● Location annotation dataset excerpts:
^^^^
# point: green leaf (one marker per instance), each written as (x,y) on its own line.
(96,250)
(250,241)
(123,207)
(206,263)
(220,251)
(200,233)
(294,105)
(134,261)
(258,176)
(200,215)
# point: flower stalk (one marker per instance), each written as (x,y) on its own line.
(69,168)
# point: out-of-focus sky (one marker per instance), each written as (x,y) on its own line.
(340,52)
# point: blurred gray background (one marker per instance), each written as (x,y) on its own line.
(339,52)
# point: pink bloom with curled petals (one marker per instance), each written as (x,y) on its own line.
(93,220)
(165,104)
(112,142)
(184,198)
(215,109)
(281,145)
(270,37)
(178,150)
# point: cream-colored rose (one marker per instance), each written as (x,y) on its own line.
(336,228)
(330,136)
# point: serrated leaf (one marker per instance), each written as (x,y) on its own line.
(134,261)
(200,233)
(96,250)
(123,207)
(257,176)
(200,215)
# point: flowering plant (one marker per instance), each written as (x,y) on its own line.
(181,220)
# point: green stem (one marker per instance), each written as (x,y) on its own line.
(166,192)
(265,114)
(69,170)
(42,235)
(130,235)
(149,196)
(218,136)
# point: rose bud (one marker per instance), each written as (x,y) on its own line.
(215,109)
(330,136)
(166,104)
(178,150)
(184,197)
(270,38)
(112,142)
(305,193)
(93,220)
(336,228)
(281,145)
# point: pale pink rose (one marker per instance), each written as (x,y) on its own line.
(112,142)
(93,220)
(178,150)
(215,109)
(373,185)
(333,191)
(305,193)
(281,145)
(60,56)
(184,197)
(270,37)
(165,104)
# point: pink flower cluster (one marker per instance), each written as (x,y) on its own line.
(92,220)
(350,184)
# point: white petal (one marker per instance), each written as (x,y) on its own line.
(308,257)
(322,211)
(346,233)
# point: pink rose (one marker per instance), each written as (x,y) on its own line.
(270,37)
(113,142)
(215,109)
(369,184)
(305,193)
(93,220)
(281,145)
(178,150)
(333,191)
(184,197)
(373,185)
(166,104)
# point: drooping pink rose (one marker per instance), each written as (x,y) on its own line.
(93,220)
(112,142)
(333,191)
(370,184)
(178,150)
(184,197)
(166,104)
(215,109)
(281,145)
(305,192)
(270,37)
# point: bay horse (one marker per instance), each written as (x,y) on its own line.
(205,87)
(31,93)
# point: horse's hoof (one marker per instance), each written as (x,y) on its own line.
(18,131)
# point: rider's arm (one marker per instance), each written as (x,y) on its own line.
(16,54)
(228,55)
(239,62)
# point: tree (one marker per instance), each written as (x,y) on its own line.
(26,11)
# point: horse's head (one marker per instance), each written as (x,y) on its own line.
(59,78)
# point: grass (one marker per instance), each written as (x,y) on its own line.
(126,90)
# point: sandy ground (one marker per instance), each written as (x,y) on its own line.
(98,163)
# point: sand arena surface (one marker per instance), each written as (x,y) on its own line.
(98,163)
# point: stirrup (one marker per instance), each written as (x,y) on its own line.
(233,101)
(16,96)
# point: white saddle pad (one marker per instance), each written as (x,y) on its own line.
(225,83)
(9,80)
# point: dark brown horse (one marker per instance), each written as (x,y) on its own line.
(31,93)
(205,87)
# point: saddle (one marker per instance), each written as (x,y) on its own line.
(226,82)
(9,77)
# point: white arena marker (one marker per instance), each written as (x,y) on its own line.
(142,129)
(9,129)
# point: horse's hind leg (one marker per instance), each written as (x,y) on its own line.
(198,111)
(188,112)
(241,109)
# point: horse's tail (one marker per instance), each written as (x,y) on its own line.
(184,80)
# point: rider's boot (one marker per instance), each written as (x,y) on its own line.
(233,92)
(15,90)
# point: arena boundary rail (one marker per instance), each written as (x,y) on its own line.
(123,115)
^^^^
● TASK DIRECTIONS:
Only the lines from the one containing "# point: drooping" to the end of the records should be repeated, exactly as they appear.

● CORRECT RESPONSE:
# point: drooping pink rose (one marker per instance), each written as (x,y) on its own line.
(93,220)
(112,142)
(333,191)
(370,184)
(178,150)
(184,197)
(166,104)
(215,109)
(281,145)
(305,192)
(270,37)
# point: bay horse (one marker per instance), each written as (x,y) on its own line.
(205,87)
(31,93)
# point: horse's hoof (one marker per instance), each written as (x,y) on its own line.
(18,131)
# point: rider's arm (one marker per instance), each written as (x,y) on its own line.
(16,54)
(228,55)
(239,62)
# point: tree (one marker per instance), each written as (x,y) on its own line.
(26,11)
# point: horse's head (one marker per instance), each written as (x,y) on its own line.
(59,78)
# point: grass (one marker per instance), each written as (x,y) on its own line.
(126,90)
# point: sandy ground (one marker per instance), each written as (x,y) on its own line.
(98,163)
# point: sand arena surface (one marker per instance), each written as (x,y) on its own line.
(98,163)
# point: stirrup (one marker per instance), each written as (x,y) on its own line.
(233,101)
(16,96)
# point: white saddle pad (one marker per instance), each written as (x,y) on its own line.
(225,83)
(9,80)
# point: dark brown horse (one marker per instance), each written as (x,y) on its own line.
(31,93)
(205,87)
# point: saddle (one marker per instance), each written as (x,y) on its own line.
(226,82)
(9,77)
# point: white arena marker (one marker per instance), each written as (x,y) on its own line.
(142,129)
(9,129)
# point: horse's hind leg (one marker per instance), each written as (x,y) on its own line.
(198,111)
(188,112)
(241,109)
# point: horse's tail (one marker per instance), each written as (x,y) on its own line.
(184,80)
# point: rider's boot (one marker per instance), each written as (x,y) on its own line.
(233,92)
(15,90)
# point: arena boundary rail (one marker per instance), each written as (x,y) on its own line.
(123,115)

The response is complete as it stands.